══ BAGIAN TEKS ══

Jumat, 05 Agustus 2016

BERAPA HARGA KEBAHAGIAAN???

Markesot Bertutur _EAN_


BERAPA HARGA KEBAHAGIAAN ???

Mungkin karena orang modern makin tidak bahagia hidupnya, ada sebuah lembaga yang menyebarkan angket pertanyaan tentang kebahagiaan.

Memang orang modern ini aneh-aneh. Sudah hidup dengan segala macam, kok malah punya penyakit stres. Padahal, orang desa atau kuli dan tukang becak kan ngga ada yang kena stres. Orang-orang kecil ini lebih ringan beban mentalnya, juga mungkin lebih pandai menguasai dunia batinnya. Lha, orang modern yang pintar-pintar kok malah jantungan, ginjal campur lever, harmoni perkawinan terancam, atau macam-macam penyakit tubuh maupun penyakit kemanusiaan dan penyakit sosial lainnya.

Memang tidak jelas, mana batasan modern dan mana tradisional. Tapi, pokoknya makin modern kehidupan ini, anehnya makin banyak jenis penyakit, makin banyak kekacauan mental dan sosial, makin banyak kecemasan dan kebingungan.

Markesot sendiri tidak biosa menyimpulkan dirinya sendiri, apakah dia orang modern atau orang tradisional. Apakah dia orang kota atau orang desa. Apakah dia orang pintar atau orang bodoh.

Soal ukuran “modern”, “kota”, dan “pintar” juga kabur. Kita disebut modern kalau sudah pakai baju modis, minimal pakai jeans beggy dan kaus yang ada tulisannya bahasa Inggris. Kita disebut orang kota kalau sudah kenal musik rock dan mengerti jenis-jenis mobil. Kita disebut pintar kalau sudah makan sekolahan.

Tapi Markesot tak peduli. Dia polos saja. Ada angket, dia diminta mengisi, ya dia isi.

═══
══ DATA YANG DIBERIKAN ══

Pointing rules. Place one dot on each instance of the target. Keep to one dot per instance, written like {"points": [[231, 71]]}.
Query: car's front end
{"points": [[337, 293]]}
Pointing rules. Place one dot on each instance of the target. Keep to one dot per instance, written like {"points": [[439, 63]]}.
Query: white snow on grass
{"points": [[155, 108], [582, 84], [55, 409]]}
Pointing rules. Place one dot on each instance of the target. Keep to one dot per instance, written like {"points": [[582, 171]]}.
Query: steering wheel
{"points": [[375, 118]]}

═══
══ DATA YANG DIBERIKAN ══

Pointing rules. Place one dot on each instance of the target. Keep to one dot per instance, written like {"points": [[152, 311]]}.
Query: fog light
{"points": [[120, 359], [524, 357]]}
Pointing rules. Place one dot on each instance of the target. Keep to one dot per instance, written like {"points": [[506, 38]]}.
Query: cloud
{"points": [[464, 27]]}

═══

Menurut tulisan tentang harga kebahagiaan, mengapa orang desa, kuli, dan tukang becak tidak ada yang kena stres? Jelaskan dalam satu sampai tiga kalimat.

JAWABAN TUGAS
Beban mental orang-orang kecil seperti mereka lebih ringan. Selain itu, mereka mungkin lebih pandai menguasai dunia batinnya.